* [PROBLEM] Exactly the lines from the one holding "Query: hawk's leg" through the final line of the data are wanted, copied as written.

* [DATA TO PROCESS]

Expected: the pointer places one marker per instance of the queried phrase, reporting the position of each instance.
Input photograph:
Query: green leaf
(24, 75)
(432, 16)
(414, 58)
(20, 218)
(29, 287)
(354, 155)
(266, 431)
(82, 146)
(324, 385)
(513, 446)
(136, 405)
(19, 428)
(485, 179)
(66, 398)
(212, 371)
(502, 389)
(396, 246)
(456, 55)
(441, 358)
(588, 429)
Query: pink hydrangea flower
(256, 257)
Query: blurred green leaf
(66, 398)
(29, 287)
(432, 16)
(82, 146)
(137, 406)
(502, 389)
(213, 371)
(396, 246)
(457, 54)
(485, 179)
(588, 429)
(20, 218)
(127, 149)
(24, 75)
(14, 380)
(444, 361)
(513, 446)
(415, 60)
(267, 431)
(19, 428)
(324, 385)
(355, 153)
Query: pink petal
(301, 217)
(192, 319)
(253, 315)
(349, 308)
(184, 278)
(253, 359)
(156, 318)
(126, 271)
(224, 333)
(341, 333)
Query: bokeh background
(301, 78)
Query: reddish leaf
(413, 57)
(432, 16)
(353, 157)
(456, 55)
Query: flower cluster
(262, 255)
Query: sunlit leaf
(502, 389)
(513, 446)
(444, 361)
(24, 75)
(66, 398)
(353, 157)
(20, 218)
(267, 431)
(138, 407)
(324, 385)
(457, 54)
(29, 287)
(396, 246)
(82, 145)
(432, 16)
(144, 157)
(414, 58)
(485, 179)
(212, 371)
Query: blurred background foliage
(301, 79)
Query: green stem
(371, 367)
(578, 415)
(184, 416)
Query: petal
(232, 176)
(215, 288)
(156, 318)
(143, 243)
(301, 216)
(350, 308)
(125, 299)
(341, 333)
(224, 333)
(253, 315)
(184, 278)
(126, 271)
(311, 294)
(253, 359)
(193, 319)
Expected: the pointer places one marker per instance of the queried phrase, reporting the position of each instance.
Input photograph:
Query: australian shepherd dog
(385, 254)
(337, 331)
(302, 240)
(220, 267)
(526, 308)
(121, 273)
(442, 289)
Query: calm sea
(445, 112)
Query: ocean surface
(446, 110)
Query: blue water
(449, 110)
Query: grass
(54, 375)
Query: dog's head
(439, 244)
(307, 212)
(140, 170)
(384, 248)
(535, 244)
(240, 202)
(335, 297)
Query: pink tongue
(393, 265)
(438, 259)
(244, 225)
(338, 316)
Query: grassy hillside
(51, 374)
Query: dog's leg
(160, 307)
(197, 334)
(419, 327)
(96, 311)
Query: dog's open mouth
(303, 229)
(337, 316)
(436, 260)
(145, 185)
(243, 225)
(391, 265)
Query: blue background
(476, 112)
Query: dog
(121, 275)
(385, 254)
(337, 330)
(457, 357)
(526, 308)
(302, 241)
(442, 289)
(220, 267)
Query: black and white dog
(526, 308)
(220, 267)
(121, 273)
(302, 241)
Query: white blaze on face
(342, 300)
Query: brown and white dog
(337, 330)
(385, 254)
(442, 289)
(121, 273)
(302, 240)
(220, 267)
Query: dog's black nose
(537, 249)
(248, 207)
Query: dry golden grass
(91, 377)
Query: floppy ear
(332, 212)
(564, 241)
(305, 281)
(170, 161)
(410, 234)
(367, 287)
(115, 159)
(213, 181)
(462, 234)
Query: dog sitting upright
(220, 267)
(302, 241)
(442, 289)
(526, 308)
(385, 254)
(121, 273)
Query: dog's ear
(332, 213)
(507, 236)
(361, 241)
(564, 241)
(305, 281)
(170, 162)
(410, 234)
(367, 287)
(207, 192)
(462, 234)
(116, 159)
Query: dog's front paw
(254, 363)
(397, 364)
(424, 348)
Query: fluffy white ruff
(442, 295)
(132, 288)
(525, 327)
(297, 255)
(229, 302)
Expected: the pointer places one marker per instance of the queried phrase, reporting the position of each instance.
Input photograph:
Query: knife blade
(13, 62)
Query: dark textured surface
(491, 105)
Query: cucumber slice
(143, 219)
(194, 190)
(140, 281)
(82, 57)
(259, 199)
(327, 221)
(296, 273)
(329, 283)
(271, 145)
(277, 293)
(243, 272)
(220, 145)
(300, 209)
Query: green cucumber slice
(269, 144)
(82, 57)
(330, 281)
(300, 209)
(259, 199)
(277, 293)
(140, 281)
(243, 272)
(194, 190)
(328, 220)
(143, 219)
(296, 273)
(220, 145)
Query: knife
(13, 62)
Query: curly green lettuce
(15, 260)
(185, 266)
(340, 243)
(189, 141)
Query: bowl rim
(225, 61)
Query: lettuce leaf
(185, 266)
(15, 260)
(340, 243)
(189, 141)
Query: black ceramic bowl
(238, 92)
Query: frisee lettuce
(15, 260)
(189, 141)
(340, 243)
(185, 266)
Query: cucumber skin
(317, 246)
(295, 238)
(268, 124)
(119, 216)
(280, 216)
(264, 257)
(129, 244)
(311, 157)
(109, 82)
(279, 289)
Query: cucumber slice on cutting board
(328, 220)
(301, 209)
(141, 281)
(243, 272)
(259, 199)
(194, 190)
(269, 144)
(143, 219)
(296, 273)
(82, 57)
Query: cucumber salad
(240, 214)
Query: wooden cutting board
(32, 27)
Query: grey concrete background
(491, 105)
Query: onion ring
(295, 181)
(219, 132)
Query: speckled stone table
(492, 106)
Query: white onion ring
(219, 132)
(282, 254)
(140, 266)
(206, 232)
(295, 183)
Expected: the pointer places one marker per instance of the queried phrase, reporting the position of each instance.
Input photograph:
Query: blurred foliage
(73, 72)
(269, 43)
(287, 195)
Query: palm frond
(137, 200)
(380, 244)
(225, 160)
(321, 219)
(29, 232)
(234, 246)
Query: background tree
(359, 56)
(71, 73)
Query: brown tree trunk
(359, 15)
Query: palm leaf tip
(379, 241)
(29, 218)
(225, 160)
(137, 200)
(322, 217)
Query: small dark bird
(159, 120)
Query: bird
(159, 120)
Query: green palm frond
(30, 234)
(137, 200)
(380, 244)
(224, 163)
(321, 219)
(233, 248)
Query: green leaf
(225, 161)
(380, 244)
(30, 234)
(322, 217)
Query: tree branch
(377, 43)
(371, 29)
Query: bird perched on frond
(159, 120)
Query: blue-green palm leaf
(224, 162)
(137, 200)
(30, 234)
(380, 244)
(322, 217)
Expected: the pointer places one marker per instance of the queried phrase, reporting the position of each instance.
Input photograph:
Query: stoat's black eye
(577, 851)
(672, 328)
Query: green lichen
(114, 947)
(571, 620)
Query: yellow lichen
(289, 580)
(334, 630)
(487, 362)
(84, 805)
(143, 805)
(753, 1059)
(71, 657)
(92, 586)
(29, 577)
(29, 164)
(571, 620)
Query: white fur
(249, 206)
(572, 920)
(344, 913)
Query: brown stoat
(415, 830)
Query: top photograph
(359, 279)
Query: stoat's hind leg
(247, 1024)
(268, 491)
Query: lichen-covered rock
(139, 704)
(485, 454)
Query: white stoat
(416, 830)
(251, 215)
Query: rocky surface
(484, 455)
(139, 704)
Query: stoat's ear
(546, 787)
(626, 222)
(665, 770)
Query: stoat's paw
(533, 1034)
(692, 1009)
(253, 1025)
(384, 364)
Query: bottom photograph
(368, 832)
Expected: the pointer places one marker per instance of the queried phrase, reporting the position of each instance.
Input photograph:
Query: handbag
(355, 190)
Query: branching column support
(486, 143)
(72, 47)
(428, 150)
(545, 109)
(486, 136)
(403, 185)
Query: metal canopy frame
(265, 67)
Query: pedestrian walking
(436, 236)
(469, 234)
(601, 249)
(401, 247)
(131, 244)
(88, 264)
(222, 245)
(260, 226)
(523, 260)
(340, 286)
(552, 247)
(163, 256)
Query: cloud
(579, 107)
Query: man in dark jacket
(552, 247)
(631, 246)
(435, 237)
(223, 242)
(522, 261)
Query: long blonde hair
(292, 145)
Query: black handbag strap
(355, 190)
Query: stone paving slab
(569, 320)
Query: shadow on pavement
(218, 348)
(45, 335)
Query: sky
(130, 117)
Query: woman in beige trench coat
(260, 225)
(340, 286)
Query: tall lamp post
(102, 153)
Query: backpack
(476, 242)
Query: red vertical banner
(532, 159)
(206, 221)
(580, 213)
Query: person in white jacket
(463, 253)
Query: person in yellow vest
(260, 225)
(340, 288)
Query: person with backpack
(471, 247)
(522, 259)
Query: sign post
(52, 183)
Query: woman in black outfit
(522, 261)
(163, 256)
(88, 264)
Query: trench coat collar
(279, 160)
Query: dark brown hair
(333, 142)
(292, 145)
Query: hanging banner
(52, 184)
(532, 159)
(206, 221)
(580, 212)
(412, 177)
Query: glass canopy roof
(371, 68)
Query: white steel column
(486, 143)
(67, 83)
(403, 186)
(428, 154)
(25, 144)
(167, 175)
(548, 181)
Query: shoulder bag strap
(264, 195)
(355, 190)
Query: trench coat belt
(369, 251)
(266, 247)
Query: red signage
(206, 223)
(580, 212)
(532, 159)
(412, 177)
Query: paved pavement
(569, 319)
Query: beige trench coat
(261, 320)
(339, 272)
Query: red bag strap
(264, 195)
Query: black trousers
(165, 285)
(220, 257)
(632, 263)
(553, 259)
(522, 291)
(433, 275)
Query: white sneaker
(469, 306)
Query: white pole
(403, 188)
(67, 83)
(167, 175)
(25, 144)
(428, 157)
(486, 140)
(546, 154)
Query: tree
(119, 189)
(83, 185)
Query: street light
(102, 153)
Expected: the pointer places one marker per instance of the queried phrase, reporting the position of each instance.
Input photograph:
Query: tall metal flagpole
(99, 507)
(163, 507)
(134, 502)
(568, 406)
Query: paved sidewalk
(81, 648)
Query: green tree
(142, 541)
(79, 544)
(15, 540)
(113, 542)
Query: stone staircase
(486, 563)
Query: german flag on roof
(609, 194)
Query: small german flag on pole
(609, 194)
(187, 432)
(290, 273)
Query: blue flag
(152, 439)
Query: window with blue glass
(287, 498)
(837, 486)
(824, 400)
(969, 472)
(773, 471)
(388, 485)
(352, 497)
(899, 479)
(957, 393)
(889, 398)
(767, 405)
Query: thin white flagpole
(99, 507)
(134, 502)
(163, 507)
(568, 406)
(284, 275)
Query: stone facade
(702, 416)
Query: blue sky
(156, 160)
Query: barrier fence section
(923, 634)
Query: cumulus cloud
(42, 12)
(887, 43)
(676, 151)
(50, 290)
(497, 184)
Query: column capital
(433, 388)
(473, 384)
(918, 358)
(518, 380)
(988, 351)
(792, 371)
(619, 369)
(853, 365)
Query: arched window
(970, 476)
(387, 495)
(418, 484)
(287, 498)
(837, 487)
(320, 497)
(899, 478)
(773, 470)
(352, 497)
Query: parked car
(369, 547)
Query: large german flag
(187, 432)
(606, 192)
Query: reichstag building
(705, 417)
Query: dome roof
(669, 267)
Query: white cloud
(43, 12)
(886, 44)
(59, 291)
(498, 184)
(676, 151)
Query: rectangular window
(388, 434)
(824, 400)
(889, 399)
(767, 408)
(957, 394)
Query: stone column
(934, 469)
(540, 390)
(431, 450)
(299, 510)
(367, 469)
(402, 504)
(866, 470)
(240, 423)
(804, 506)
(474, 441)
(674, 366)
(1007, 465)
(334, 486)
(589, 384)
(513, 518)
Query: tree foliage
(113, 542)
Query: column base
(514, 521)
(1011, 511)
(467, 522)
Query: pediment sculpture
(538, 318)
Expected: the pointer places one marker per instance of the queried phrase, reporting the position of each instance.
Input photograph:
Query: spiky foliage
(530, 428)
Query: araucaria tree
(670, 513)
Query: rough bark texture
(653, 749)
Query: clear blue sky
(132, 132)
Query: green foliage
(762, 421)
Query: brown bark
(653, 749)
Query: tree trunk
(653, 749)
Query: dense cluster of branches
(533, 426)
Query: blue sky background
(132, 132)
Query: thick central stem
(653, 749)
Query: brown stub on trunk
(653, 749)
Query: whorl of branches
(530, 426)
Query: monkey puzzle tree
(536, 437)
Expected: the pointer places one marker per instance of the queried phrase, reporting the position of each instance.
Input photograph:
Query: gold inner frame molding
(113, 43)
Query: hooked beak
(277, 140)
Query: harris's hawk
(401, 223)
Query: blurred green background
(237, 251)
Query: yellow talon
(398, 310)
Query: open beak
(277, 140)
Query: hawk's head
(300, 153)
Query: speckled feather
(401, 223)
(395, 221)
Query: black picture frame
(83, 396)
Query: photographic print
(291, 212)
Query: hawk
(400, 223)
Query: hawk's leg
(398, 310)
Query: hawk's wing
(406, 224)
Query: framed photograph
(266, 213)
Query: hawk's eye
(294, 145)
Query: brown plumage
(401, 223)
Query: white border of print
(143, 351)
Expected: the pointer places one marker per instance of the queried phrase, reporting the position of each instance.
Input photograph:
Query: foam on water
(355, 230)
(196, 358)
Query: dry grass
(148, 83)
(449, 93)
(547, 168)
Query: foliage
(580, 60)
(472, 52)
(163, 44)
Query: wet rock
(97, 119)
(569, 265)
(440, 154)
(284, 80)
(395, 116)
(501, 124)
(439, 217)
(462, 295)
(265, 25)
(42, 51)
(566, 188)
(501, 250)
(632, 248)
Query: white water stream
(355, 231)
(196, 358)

* [EXPECTED OUTPUT]
Query: hawk's leg
(398, 310)
Query: hawk's wing
(406, 224)
Query: framed photograph
(266, 213)
Query: hawk's eye
(294, 145)
Query: brown plumage
(401, 223)
Query: white border of print
(143, 351)
Expected: the pointer places one marker per instance of the queried phrase, reporting the position of each instance.
Input photograph:
Query: foam on water
(355, 230)
(196, 358)
Query: dry grass
(148, 83)
(449, 93)
(547, 168)
Query: foliage
(580, 60)
(472, 52)
(163, 44)
Query: wet rock
(97, 119)
(569, 265)
(440, 154)
(284, 80)
(395, 116)
(501, 124)
(439, 217)
(462, 295)
(265, 25)
(42, 51)
(566, 188)
(501, 250)
(632, 248)
Query: white water stream
(355, 231)
(196, 358)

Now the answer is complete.